SUPPLIED DATA:
====

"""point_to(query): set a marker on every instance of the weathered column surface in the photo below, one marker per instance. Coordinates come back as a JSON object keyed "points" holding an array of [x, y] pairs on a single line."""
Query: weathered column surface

====

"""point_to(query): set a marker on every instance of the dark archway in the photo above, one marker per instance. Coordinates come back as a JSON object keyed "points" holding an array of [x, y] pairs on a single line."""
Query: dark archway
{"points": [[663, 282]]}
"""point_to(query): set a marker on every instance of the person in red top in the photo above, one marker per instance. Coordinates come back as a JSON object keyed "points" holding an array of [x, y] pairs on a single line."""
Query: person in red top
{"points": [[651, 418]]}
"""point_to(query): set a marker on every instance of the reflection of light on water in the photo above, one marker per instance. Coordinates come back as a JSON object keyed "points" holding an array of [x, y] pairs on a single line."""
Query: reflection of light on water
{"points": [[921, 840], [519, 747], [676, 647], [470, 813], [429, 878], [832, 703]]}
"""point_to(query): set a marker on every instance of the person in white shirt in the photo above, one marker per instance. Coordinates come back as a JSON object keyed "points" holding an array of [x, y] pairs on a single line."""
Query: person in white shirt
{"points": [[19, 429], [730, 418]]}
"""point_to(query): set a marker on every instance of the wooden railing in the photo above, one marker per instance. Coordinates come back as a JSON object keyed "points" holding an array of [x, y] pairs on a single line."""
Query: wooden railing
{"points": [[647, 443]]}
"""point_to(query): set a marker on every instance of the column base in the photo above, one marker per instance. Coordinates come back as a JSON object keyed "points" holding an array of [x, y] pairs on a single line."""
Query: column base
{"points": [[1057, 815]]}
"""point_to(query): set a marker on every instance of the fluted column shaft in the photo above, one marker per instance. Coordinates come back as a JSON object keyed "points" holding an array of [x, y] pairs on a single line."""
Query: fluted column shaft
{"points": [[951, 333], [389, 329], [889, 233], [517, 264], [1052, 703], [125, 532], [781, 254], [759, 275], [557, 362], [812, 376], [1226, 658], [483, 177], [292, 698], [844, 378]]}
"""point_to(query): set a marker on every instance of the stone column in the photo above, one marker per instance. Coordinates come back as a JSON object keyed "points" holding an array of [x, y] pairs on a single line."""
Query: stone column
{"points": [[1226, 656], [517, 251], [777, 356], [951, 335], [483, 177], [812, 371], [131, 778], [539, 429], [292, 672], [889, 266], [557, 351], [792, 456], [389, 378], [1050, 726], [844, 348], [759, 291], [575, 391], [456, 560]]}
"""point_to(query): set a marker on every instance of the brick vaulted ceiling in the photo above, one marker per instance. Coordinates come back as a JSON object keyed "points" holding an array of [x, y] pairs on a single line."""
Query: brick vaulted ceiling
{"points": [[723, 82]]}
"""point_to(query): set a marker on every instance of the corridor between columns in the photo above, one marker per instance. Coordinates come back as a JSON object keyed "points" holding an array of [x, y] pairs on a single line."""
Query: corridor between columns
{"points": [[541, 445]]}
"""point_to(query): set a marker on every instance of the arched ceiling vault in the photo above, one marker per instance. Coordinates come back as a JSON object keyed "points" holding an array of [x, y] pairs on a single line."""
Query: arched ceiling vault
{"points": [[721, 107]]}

====

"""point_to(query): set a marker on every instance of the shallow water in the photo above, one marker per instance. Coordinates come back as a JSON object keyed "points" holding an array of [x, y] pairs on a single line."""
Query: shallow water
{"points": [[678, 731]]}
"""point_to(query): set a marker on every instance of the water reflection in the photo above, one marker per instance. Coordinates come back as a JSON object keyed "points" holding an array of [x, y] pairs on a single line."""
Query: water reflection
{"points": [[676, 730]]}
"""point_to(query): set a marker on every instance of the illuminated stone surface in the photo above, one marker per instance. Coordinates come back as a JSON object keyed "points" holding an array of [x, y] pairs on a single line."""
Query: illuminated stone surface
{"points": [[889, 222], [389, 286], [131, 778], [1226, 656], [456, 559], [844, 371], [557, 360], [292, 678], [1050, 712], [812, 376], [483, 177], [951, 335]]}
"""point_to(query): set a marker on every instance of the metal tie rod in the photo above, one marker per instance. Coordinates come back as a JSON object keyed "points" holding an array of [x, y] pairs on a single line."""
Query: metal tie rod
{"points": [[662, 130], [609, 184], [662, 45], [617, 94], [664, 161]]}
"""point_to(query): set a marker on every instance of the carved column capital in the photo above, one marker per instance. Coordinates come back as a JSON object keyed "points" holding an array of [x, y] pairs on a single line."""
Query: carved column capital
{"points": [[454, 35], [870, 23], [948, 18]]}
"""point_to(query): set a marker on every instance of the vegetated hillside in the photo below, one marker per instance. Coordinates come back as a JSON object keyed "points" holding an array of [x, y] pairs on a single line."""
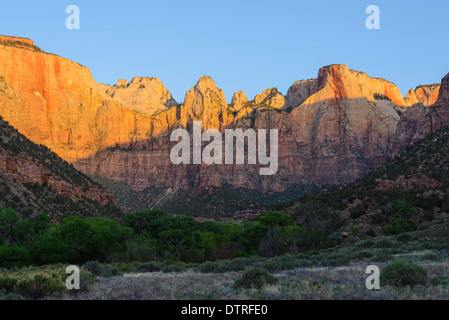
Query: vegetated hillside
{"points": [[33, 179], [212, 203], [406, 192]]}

====

SET PROBLEM: Extract every line of the records above that contains the word "vegetated" and copy each one in full. Treat the match as case-sensitive.

TASK SOLUTION:
"""point_to(query): set a marker on every instance of the vegetated hillside in the photo below, one marker per instance. Coordinates come back as a JSON object keyed "points" holding an array of [x, y] pairs on a single line."""
Query: vegetated hillside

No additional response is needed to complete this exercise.